Data extract:
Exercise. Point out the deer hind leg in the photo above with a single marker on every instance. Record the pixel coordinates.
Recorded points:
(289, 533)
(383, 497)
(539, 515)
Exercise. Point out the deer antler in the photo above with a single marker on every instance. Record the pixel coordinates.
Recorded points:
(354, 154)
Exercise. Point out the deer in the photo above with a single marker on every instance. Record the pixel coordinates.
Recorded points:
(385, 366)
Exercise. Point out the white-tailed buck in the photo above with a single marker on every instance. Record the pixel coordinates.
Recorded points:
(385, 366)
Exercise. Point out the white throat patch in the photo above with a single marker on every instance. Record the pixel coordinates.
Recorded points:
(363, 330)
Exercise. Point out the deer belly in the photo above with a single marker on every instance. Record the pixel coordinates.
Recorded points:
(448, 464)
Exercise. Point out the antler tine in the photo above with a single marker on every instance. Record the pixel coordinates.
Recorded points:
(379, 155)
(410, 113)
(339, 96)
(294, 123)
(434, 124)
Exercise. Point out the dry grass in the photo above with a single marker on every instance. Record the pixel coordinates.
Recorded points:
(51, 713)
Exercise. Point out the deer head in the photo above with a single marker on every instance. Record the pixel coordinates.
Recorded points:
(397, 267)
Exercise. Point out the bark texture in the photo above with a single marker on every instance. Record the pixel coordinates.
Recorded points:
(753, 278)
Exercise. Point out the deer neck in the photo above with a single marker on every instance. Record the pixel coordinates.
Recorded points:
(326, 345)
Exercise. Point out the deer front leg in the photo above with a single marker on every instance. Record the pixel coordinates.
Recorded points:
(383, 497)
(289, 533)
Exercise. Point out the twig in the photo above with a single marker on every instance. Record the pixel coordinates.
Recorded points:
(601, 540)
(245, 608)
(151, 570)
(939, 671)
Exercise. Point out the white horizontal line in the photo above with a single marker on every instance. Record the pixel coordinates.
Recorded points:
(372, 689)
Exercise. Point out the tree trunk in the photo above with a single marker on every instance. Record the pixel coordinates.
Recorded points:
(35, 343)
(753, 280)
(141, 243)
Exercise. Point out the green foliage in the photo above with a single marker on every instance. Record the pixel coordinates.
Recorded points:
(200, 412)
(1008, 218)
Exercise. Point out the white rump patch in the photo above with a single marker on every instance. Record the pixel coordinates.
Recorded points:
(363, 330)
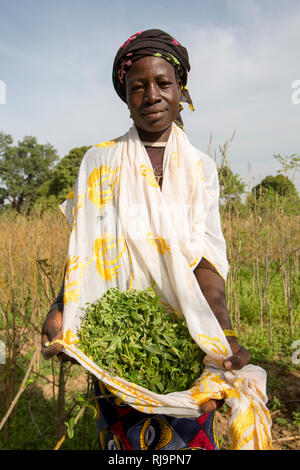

What you have to do:
Report every line containing the word "antler" from the listing above.

Solution:
Exercise. Point out the deer antler in the photo above with a single marker on every instance. Record the pixel coordinates.
Exercise. Point out the antler tine in the photo above with a single marker on every instance. Record the pixel coordinates.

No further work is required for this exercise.